Reproduce every line of the material below, requests included, and rescale each point coordinate in the answers by multiplying it by 1.55 and rounding to the nearest whole number, with halves rounded up. Omit the pictures from the reproduction.
☆ ☆ ☆ ☆
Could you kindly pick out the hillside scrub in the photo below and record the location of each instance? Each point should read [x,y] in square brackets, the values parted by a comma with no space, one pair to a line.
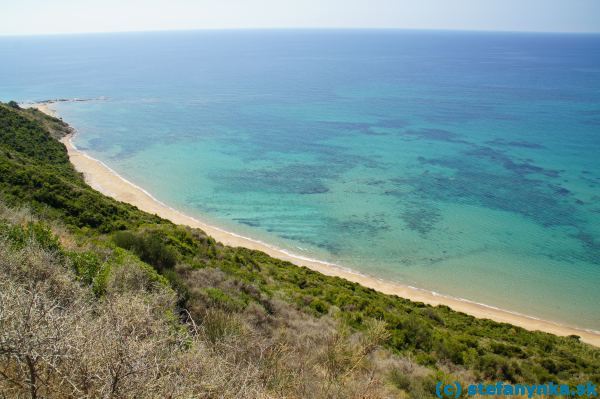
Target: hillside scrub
[140,307]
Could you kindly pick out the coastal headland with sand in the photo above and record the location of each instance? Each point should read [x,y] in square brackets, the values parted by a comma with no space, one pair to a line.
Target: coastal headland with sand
[102,178]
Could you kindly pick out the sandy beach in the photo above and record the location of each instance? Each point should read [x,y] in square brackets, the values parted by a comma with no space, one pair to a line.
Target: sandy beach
[105,180]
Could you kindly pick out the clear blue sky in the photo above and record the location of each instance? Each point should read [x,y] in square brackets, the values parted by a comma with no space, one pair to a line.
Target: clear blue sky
[69,16]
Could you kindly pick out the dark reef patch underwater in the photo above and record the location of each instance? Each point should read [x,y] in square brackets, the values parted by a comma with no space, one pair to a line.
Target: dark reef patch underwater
[464,163]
☆ ☆ ☆ ☆
*Response to the task*:
Could you kindly pick out the hillside scrub in the photo below and record the location of each instance? Each point should read [x,y] in square brackets, the values parted by a comma with no space, one pair to a line.
Target: hillside scrub
[217,476]
Could you kindly pick out the coastal headland with sand in the photo above and record the location of each instance? Each point should read [x,y] in square brackets, the values parted by a comma with no space, one pair to a line.
Target: coastal headland with sand
[158,276]
Could you kindly pick out the sandy beach in the photo above and record the location of each instance? Each point should read [x,y] in square brackets, the values parted by a comma with no space, one pair to a line.
Target: sandy beach
[163,279]
Could you kindly pick out the clear blue sky in the photo above and record the location of each instance? Each point should read [x,y] in square brackets, the values parted by a comma with no space, one pair to a line.
Target: clear blue sky
[107,25]
Could you kindly pick out the dark reef patch underwater in the photo above and record the location of each instance? Each point should read [x,y] in square brackets, the values parted by a comma with no space, one pair to a line.
Target: dark reef patch underwater
[719,253]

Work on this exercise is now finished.